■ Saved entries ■
────

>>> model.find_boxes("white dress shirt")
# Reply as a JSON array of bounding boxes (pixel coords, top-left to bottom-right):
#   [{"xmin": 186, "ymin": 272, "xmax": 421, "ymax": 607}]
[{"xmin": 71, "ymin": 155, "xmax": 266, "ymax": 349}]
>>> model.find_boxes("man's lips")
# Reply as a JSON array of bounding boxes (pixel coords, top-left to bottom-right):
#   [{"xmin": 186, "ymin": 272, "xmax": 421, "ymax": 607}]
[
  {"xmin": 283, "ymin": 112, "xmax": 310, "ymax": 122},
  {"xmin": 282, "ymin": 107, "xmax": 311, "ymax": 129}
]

────

The records above need to be transcribed in full. Keep every character unchanged.

■ The completed task ■
>>> model.find_boxes("white dress shirt")
# Reply as a JSON array of bounding boxes (pixel coords, top-left to bottom-right):
#   [{"xmin": 186, "ymin": 272, "xmax": 421, "ymax": 607}]
[{"xmin": 71, "ymin": 155, "xmax": 266, "ymax": 349}]
>>> model.find_boxes("man's lips")
# Reply as a JSON array of bounding boxes (pixel coords, top-left to bottom-right):
#   [{"xmin": 186, "ymin": 272, "xmax": 421, "ymax": 607}]
[
  {"xmin": 283, "ymin": 112, "xmax": 310, "ymax": 122},
  {"xmin": 282, "ymin": 107, "xmax": 311, "ymax": 129}
]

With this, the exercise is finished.